* **Goal**: Only the lines from the line holding "like x=97, y=70." to the last line should be output, each exactly as given.

* **Data records**:
## Start

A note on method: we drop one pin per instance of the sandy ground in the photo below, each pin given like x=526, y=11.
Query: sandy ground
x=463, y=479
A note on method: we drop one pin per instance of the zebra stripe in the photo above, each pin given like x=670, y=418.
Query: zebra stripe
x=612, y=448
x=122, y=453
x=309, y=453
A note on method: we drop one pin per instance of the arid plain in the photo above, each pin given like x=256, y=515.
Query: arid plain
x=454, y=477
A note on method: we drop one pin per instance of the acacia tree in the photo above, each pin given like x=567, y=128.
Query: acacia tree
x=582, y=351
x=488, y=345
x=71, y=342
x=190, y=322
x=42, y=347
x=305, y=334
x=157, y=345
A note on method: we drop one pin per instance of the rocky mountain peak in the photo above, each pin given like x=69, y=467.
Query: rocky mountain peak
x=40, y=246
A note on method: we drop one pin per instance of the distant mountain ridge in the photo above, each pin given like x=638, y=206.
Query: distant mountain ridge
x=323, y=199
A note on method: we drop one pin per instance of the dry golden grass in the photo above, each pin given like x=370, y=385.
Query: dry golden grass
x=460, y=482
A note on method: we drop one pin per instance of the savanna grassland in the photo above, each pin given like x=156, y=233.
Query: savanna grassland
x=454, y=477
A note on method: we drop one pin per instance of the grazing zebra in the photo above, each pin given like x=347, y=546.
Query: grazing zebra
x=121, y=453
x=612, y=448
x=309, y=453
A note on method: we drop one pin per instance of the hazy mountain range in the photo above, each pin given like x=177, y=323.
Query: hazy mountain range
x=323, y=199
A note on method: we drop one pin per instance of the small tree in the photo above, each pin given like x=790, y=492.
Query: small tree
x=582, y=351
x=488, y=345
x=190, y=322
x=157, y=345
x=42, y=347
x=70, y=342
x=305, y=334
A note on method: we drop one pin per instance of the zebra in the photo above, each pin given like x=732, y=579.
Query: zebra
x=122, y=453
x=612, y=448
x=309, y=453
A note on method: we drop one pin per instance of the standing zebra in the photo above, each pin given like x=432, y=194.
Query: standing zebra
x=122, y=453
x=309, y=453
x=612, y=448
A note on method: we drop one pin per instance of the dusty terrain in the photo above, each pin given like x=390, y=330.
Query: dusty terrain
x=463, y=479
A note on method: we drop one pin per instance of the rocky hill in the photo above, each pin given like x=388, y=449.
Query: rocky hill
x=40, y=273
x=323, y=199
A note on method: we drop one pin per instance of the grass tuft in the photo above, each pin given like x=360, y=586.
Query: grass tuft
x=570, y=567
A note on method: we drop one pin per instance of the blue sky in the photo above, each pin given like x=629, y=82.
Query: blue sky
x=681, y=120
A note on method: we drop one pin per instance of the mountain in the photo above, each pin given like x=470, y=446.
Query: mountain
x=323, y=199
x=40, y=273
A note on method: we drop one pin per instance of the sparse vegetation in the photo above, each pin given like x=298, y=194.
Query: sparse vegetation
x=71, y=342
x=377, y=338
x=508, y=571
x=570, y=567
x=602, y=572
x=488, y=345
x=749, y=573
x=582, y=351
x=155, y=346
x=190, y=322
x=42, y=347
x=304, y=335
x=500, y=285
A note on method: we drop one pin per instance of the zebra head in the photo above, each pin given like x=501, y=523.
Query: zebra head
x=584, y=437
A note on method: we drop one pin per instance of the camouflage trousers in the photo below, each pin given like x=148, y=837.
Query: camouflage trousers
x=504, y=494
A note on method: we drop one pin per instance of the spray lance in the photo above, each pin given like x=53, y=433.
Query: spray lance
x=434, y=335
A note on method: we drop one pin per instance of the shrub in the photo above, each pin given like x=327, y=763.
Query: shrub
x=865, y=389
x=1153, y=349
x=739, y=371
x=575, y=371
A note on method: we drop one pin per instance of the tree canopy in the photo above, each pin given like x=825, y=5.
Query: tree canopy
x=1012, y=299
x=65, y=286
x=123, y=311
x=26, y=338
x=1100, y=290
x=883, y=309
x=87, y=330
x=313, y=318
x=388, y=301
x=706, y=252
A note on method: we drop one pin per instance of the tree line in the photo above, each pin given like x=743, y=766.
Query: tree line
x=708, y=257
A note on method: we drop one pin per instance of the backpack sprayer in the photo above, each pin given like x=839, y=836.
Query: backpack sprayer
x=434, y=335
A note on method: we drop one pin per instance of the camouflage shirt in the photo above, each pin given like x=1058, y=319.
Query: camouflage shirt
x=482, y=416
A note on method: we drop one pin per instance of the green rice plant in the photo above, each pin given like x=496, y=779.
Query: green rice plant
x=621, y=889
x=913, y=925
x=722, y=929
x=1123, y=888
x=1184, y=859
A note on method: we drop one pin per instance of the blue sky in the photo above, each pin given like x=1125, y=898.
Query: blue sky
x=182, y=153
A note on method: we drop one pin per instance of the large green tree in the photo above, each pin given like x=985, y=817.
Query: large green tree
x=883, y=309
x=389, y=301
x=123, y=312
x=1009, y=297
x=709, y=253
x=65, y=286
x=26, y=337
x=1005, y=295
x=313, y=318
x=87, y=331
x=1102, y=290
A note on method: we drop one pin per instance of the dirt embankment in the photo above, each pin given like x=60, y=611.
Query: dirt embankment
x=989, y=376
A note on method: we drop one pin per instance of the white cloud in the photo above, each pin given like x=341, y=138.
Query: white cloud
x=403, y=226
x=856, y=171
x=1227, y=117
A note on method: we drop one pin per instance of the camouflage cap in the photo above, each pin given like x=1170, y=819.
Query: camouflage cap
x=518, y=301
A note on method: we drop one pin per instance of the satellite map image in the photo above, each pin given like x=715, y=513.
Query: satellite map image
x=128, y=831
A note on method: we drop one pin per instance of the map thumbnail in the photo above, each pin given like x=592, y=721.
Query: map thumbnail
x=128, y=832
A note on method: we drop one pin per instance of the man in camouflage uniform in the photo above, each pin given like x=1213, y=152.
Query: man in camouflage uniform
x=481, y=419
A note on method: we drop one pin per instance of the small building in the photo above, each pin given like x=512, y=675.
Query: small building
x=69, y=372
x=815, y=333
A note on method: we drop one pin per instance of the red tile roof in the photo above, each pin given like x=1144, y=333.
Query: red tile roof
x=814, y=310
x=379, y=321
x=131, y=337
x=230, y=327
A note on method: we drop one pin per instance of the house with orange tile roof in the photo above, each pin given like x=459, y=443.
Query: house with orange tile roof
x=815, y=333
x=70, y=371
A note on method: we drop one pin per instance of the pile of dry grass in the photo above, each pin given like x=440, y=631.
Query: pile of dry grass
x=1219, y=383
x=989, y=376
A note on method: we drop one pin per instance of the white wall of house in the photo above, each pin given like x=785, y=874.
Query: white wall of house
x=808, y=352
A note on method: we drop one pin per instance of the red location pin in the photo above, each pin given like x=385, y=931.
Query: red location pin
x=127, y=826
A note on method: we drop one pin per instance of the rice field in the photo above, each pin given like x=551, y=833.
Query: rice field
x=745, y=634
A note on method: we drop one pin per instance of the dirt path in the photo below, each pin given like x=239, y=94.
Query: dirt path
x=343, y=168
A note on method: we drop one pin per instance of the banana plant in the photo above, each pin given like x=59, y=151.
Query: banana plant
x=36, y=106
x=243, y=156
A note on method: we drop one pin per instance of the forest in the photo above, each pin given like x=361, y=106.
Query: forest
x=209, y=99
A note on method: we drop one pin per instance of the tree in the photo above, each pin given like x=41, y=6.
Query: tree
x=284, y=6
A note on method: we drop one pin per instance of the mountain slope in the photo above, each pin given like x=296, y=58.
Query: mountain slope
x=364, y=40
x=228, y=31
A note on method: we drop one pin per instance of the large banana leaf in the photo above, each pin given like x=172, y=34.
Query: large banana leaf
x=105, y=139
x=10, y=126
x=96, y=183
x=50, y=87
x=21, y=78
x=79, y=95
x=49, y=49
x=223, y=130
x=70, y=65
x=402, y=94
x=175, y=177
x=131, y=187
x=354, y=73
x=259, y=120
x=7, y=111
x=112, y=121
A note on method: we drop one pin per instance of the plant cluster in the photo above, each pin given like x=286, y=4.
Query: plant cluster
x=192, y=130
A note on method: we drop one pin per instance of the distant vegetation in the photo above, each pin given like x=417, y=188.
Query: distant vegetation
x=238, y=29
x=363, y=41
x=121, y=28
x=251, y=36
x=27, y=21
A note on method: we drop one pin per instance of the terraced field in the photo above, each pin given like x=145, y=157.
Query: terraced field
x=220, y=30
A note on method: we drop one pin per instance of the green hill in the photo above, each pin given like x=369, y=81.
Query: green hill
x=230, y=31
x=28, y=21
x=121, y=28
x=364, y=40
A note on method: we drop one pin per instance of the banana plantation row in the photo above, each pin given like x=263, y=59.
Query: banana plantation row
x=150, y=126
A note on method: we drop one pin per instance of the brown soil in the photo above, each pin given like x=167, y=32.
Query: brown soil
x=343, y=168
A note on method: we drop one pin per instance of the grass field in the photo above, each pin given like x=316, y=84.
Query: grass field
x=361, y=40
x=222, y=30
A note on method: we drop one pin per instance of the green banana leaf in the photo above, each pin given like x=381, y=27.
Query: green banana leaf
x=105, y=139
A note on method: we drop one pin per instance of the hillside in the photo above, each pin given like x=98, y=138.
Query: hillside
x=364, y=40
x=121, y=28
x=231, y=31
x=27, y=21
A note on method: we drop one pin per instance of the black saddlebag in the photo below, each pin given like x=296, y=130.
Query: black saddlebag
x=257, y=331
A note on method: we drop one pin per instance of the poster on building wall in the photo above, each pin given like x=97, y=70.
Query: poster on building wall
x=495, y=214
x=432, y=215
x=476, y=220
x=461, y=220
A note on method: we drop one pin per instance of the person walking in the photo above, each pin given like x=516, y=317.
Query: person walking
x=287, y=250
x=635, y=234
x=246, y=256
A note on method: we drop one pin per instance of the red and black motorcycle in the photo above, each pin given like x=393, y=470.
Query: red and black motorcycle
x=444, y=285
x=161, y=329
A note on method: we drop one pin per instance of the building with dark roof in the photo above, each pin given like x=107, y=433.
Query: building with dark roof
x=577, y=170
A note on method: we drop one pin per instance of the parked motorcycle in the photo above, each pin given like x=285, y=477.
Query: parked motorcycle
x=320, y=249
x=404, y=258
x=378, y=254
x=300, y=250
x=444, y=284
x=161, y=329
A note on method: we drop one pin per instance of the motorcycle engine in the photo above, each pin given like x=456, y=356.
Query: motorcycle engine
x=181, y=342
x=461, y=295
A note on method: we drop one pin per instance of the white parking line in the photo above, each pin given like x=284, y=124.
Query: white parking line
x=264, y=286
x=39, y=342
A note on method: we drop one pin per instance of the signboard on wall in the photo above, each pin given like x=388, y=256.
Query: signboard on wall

## End

* **Finished exercise**:
A note on method: we drop one pin per instance of the poster on building wall in the photo above, each pin given like x=97, y=70.
Query: poster on building wall
x=495, y=214
x=432, y=215
x=476, y=220
x=461, y=220
A note on method: we drop one pin per instance of the person walking in the photo above, each pin given like x=516, y=317.
Query: person walking
x=287, y=250
x=635, y=234
x=246, y=256
A note on method: we drop one pin per instance of the red and black motorcycle in the photo above, each pin given like x=393, y=470.
Query: red and black motorcycle
x=444, y=285
x=161, y=329
A note on method: we drop one pin per instance of the building with dark roof in the photo above, each pin given like x=107, y=433.
Query: building with dark roof
x=577, y=170
A note on method: we drop one pin per instance of the parked motorcycle in the photo above, each pin given like x=285, y=477.
Query: parked motorcycle
x=320, y=249
x=404, y=258
x=378, y=254
x=300, y=250
x=444, y=284
x=161, y=329
A note on method: we drop one pin per instance of the motorcycle engine in the photo above, each pin given like x=456, y=356.
Query: motorcycle engine
x=181, y=342
x=461, y=295
A note on method: we drop one pin per instance of the white parking line in the photo above, each pin given like x=284, y=124.
Query: white parking line
x=264, y=286
x=39, y=342
A note on method: we drop one pin per instance of the signboard on wall in the photo above, each pin given like x=388, y=256.
Query: signboard on wall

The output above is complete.